Look through the data below. Pick out the lines holding the string "girl".

━━━━━━━━━━━━━━━━━━━━━━━━━━━━━━

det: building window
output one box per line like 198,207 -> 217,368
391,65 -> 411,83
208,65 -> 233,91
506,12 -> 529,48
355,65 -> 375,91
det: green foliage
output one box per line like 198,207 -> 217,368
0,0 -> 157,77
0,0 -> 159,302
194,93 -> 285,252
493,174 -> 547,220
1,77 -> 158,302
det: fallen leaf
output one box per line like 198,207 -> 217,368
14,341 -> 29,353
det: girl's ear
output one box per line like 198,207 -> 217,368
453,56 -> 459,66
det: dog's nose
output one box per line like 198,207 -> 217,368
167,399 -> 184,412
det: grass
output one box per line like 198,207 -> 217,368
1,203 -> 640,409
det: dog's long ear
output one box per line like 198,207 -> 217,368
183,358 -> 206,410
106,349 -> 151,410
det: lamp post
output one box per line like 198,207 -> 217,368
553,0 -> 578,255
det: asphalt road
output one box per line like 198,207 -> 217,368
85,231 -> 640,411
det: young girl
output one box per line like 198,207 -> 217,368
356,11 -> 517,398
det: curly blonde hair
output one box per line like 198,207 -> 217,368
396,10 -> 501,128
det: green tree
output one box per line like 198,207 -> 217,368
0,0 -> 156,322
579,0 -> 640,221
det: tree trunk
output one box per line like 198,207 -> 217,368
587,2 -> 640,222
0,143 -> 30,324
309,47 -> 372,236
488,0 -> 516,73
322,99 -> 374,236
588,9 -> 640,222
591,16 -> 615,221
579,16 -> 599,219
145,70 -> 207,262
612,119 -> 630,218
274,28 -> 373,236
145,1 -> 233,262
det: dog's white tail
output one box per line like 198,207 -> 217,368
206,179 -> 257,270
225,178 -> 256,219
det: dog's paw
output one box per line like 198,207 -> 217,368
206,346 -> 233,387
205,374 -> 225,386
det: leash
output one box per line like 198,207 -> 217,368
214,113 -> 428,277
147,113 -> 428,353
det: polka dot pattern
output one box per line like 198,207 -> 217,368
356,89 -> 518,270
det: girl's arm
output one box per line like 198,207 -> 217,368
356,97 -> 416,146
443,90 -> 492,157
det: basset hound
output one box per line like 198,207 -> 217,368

━━━━━━━━━━━━━━━━━━━━━━━━━━━━━━

### TASK RESPONSE
det: girl's ear
det: young girl
det: girl's arm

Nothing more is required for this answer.